++++ Строки набора данных ++++
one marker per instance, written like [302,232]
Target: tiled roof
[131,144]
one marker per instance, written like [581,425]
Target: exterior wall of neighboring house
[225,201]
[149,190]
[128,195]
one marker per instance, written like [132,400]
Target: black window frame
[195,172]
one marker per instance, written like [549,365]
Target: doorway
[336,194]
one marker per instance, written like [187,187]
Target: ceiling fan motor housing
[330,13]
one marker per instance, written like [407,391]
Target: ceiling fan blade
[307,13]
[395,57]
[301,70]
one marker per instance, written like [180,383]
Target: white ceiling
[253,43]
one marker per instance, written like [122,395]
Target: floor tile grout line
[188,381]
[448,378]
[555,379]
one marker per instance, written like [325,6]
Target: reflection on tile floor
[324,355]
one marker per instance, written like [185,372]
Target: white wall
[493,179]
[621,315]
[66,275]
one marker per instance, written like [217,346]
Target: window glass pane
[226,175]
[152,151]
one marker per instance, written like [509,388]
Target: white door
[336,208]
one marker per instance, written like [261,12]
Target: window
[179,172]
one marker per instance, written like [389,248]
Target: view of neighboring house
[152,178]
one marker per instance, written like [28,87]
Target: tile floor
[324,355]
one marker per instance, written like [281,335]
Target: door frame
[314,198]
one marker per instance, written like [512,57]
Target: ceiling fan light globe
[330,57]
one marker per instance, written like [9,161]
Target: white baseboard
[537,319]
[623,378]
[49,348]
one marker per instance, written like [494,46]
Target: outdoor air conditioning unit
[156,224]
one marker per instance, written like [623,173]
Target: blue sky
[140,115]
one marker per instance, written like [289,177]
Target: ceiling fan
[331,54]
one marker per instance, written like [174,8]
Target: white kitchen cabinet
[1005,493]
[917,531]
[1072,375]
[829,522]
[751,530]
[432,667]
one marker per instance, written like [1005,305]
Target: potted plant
++++
- Что сделать -
Можете переименовать «ceiling fan» в «overhead fan» во всех данных выше и привести их заново, больше ничего не меняя?

- Правильный ответ -
one marker per instance, written like [302,232]
Target: tiled roof
[131,144]
one marker per instance, written like [581,425]
Target: exterior wall of neighboring house
[225,201]
[149,190]
[128,195]
one marker per instance, written like [132,400]
Target: black window frame
[195,172]
one marker per instance, written like [549,365]
Target: doorway
[336,194]
one marker per instance, written like [187,187]
Target: overhead fan motor housing
[330,13]
one marker per instance, written like [407,391]
Target: overhead fan blade
[307,13]
[395,57]
[301,70]
one marker per instance, written like [180,383]
Target: white ceiling
[253,43]
one marker per instance, written like [122,395]
Target: floor tile grout line
[188,381]
[448,378]
[555,379]
one marker per instance, written like [325,6]
Target: reflection on tile floor
[324,355]
one marker per instance, written like [185,372]
Target: white wall
[493,179]
[621,315]
[66,275]
one marker per instance, written like [217,346]
Target: window glass pane
[226,175]
[152,151]
one marker per instance, written like [509,388]
Target: white door
[336,208]
one marker per instance, written like [261,12]
Target: window
[179,172]
one marker per instance, written like [389,248]
Target: view of neighboring house
[152,178]
one marker per instance, written like [28,87]
Target: tile floor
[324,355]
one marker per instance, written like [281,335]
Target: door frame
[314,198]
one marker per instance, written like [512,57]
Target: overhead fan light globe
[330,57]
one marker per instance, written like [9,161]
Target: white baseboard
[537,319]
[623,378]
[49,348]
one marker per instance, written like [494,46]
Target: outdoor air conditioning unit
[156,224]
one marker per instance, written like [623,173]
Target: blue sky
[140,115]
one marker per instance, written like [289,177]
Target: overhead fan
[331,54]
one marker per instance, written like [174,8]
Target: white kitchen cabinet
[1005,493]
[917,531]
[1072,375]
[829,522]
[751,530]
[432,667]
one marker per instance, written like [1005,305]
Target: potted plant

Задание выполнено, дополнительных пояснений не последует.